#### [WHAT TO DO]
(A) According to the passage on the C++ deque container, how much extra storage does a deque average per element compared with a vector?
(B) Continue the passage on the C++ deque container, picking up right after its final sentence.

#### [PASSAGE SHOWN]
· · · · · · ·
If you need to deal off both the top and the bottom, you can't beat a deque.

Introduction

The header <deque> defines the template class deque, yet another of the template container classes defined by the Standard Template Library (STL). So far, I have described template class vector and template class list, the two simplest containers. (See "Standard C/C++: Containers," CUJ, December 1996, "Standard C/C++: The Header <vector>," CUJ, January 1997, and "Standard C/C++: The Header <list>," CUJ, February 1997.) deque, by contrast is rather more ambitious.

As an aside, there seems to be two schools of thought as to how to pronounce "deque." I've always pronounced it as a homophone for "deck." It is indeed a queue that behaves much like a deck of cards — you can add or remove elements at either end with equal ease. But I've heard others pronounce it "DEE-queue," probably with an equally convincing rationale. Take your pick.

Table 1 shows the payoff for the added complexity in template class deque. It is the only container besides vector that supports random-access iterators. (You can tell this because accessing an arbitrary element, with the expression X[N], is a constant-time operation.) But it outperforms vector in one significant way — you can add or remove elements at the beginning of the controlled sequence in constant time. You can do the same at the end, of course, but this distinction is not so clear cut. There are circumstances under which appending to a vector can be a constant-time operation as well, as I discussed in the January 1997 installment.

A deque is thus as good as a list for implementing a first-in first-out (FIFO) queue or a last-in first-out (LIFO) queue, also known as a stack. It is not as good as a list for implementing a priority queue, because it takes longer on average to insert a new item at an arbitrary place — linear time versus constant time. If you need random access to the elements of a controlled sequence, however, a deque beats a list any day.

Table 1 raises an interesting question. A deque matches or exceeds a vector in the time complexity of all operations, so why should you ever use a vector? There are two answers. One is that a deque has greater storage overhead than a vector, averaging at least one additional pointer per element. That may or may not be important, depending on the amount of useful data stored in each element and the total number of elements simultaneously used by a given application.
· · · · · · ·
#### [DATASET EXCERPTS]
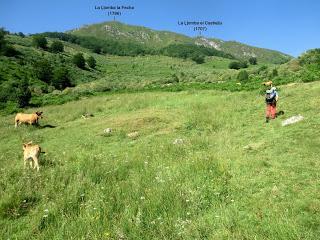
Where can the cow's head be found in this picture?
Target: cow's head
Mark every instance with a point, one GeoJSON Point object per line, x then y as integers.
{"type": "Point", "coordinates": [39, 114]}
{"type": "Point", "coordinates": [25, 145]}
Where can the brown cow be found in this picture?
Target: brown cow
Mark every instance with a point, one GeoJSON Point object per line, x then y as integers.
{"type": "Point", "coordinates": [267, 84]}
{"type": "Point", "coordinates": [31, 152]}
{"type": "Point", "coordinates": [32, 118]}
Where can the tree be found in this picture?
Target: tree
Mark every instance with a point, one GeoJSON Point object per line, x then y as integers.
{"type": "Point", "coordinates": [274, 73]}
{"type": "Point", "coordinates": [21, 34]}
{"type": "Point", "coordinates": [56, 47]}
{"type": "Point", "coordinates": [91, 62]}
{"type": "Point", "coordinates": [61, 78]}
{"type": "Point", "coordinates": [199, 59]}
{"type": "Point", "coordinates": [23, 93]}
{"type": "Point", "coordinates": [43, 70]}
{"type": "Point", "coordinates": [253, 61]}
{"type": "Point", "coordinates": [40, 42]}
{"type": "Point", "coordinates": [243, 64]}
{"type": "Point", "coordinates": [97, 49]}
{"type": "Point", "coordinates": [79, 60]}
{"type": "Point", "coordinates": [234, 65]}
{"type": "Point", "coordinates": [243, 75]}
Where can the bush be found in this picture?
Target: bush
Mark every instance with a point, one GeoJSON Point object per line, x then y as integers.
{"type": "Point", "coordinates": [79, 60]}
{"type": "Point", "coordinates": [243, 75]}
{"type": "Point", "coordinates": [61, 78]}
{"type": "Point", "coordinates": [9, 51]}
{"type": "Point", "coordinates": [91, 62]}
{"type": "Point", "coordinates": [40, 42]}
{"type": "Point", "coordinates": [43, 70]}
{"type": "Point", "coordinates": [253, 61]}
{"type": "Point", "coordinates": [274, 73]}
{"type": "Point", "coordinates": [198, 59]}
{"type": "Point", "coordinates": [23, 93]}
{"type": "Point", "coordinates": [56, 47]}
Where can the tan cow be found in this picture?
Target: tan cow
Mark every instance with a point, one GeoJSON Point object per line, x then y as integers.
{"type": "Point", "coordinates": [32, 118]}
{"type": "Point", "coordinates": [267, 84]}
{"type": "Point", "coordinates": [31, 152]}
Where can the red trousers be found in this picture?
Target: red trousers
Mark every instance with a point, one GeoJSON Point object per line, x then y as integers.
{"type": "Point", "coordinates": [271, 111]}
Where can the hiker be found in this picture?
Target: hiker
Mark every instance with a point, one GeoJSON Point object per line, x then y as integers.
{"type": "Point", "coordinates": [271, 101]}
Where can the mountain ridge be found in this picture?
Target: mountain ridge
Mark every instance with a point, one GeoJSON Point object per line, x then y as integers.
{"type": "Point", "coordinates": [160, 38]}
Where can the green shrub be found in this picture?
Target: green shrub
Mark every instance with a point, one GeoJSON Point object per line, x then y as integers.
{"type": "Point", "coordinates": [91, 62]}
{"type": "Point", "coordinates": [61, 78]}
{"type": "Point", "coordinates": [56, 47]}
{"type": "Point", "coordinates": [79, 60]}
{"type": "Point", "coordinates": [243, 75]}
{"type": "Point", "coordinates": [23, 93]}
{"type": "Point", "coordinates": [199, 59]}
{"type": "Point", "coordinates": [40, 42]}
{"type": "Point", "coordinates": [253, 61]}
{"type": "Point", "coordinates": [43, 70]}
{"type": "Point", "coordinates": [238, 65]}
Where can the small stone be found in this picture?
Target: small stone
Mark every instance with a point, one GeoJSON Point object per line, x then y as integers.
{"type": "Point", "coordinates": [178, 141]}
{"type": "Point", "coordinates": [133, 135]}
{"type": "Point", "coordinates": [107, 131]}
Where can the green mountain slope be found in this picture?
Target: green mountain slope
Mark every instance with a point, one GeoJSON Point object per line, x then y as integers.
{"type": "Point", "coordinates": [231, 171]}
{"type": "Point", "coordinates": [159, 39]}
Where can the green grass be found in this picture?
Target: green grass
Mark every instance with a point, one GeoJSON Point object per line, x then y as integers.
{"type": "Point", "coordinates": [93, 186]}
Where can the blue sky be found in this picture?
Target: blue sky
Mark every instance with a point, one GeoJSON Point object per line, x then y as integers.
{"type": "Point", "coordinates": [288, 26]}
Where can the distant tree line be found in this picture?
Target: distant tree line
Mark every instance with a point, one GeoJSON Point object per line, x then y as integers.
{"type": "Point", "coordinates": [194, 52]}
{"type": "Point", "coordinates": [107, 46]}
{"type": "Point", "coordinates": [126, 48]}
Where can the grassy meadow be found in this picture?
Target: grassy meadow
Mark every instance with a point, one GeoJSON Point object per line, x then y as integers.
{"type": "Point", "coordinates": [232, 176]}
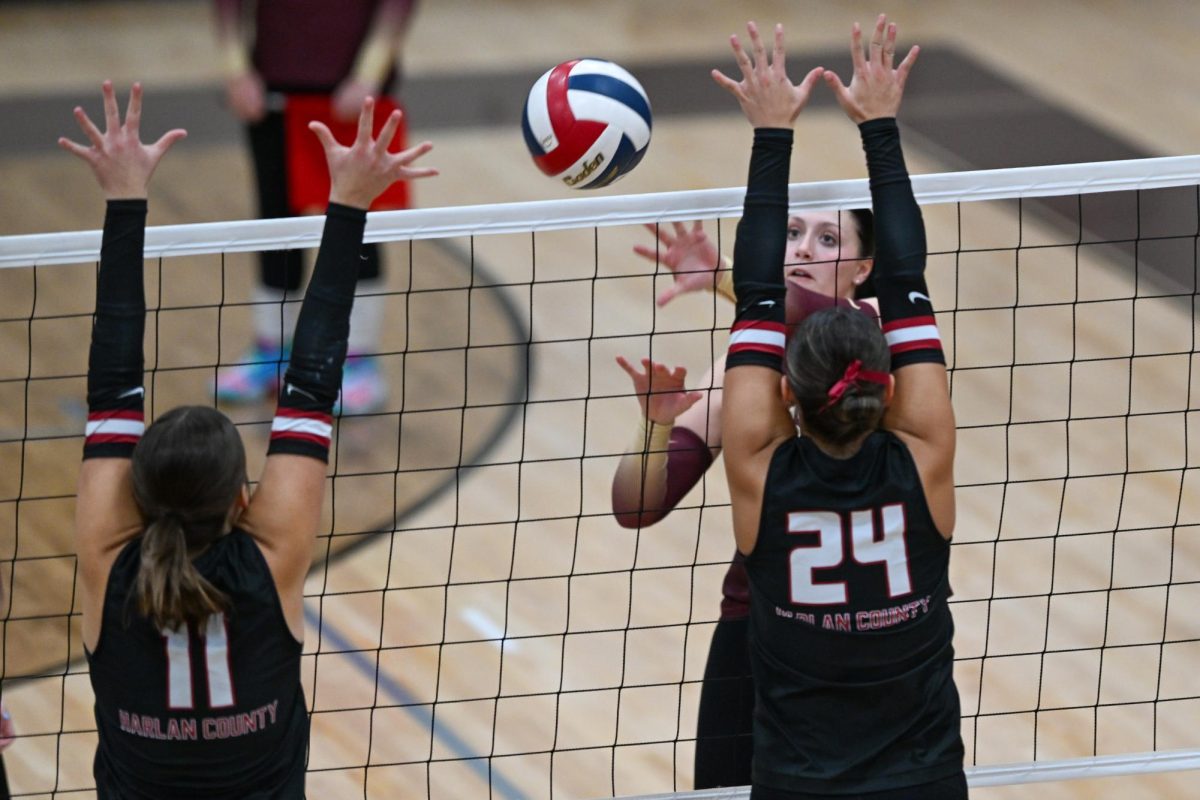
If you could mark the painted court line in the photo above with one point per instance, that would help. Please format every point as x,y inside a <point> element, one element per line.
<point>397,693</point>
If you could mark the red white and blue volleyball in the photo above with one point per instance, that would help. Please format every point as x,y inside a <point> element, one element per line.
<point>587,122</point>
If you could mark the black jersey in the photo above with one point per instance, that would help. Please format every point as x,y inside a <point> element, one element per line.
<point>217,713</point>
<point>850,626</point>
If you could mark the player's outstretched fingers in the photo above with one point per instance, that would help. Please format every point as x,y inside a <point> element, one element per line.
<point>389,131</point>
<point>323,134</point>
<point>133,110</point>
<point>366,119</point>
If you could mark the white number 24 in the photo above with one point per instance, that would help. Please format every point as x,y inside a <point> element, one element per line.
<point>865,547</point>
<point>216,659</point>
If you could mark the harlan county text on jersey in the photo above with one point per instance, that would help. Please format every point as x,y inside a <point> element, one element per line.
<point>877,619</point>
<point>199,728</point>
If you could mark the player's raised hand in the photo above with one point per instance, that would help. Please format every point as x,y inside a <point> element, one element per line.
<point>766,94</point>
<point>688,253</point>
<point>876,88</point>
<point>660,391</point>
<point>360,173</point>
<point>123,164</point>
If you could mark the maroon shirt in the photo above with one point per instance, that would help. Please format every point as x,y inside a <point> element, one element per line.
<point>307,44</point>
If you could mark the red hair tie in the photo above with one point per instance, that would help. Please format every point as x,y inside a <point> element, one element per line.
<point>852,377</point>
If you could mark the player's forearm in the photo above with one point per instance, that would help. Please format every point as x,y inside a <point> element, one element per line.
<point>905,307</point>
<point>303,422</point>
<point>649,483</point>
<point>640,485</point>
<point>757,337</point>
<point>899,228</point>
<point>115,360</point>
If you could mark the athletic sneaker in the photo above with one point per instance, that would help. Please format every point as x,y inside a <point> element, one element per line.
<point>363,386</point>
<point>255,377</point>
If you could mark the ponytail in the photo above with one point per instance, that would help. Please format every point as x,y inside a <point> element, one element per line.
<point>169,590</point>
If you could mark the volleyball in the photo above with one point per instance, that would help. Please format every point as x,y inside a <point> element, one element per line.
<point>587,122</point>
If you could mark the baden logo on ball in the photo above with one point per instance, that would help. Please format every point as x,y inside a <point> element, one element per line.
<point>587,122</point>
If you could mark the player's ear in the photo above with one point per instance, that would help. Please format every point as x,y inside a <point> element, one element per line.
<point>785,392</point>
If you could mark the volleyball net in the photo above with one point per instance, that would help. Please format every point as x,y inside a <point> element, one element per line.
<point>479,625</point>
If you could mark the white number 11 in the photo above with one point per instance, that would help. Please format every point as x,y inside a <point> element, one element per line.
<point>216,657</point>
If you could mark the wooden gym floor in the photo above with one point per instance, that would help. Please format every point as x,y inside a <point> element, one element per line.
<point>485,551</point>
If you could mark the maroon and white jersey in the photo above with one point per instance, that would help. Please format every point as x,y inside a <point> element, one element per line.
<point>213,713</point>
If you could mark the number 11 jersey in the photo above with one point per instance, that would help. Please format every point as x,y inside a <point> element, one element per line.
<point>850,627</point>
<point>213,713</point>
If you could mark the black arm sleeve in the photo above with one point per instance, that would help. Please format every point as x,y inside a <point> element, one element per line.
<point>115,397</point>
<point>757,336</point>
<point>303,423</point>
<point>900,251</point>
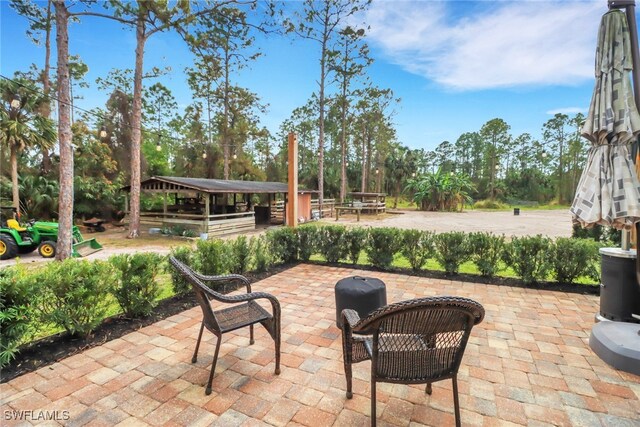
· · · · · · ·
#### [EXPECTED RESULTS]
(A) At least one additional pointer per element.

(B)
A more important issue is the cost of each operation. Accessing an arbitrary element of a deque may be a constant-time operation, on average, but it is still rather more expensive than accessing an arbitrary element of a vector. A given application may not benefit sufficiently from the added flexibility of a deque to justify the added overheads in code space and execution time, compared to analogous operations on vectors.

In summary, you can look at a deque as an interesting compromise between a vector and a list. Choose one of these two simpler containers if it has acceptable time complexity for the most used operations, in a given application. Choose a deque when its unique balance of properties justifies the added complexity it introduces.

How to Stack a Deque

Template class deque stores a controlled sequence of length N as a two-level hierarchy:

Needless to say, both DEQUESIZ and DEQUEMAPSIZ are parameters subject to tradeoffs. The smaller they are, the less storage wasted for short controlled sequences. The larger they are, the less time wasted in growing large controlled sequences. The implementation I show here endeavors to allocate blocks of at least 2-4 KB, and keeps maps as small as possible.

If Map is a pointer to the beginning of the map, then element N of the controlled sequence is essentially located by the expression:

Map[N / DEQUESIZ][N % DEQUESIZ]

The actual logic is a bit messier, for a variety of reasons, but this is the principle underlying the data structure.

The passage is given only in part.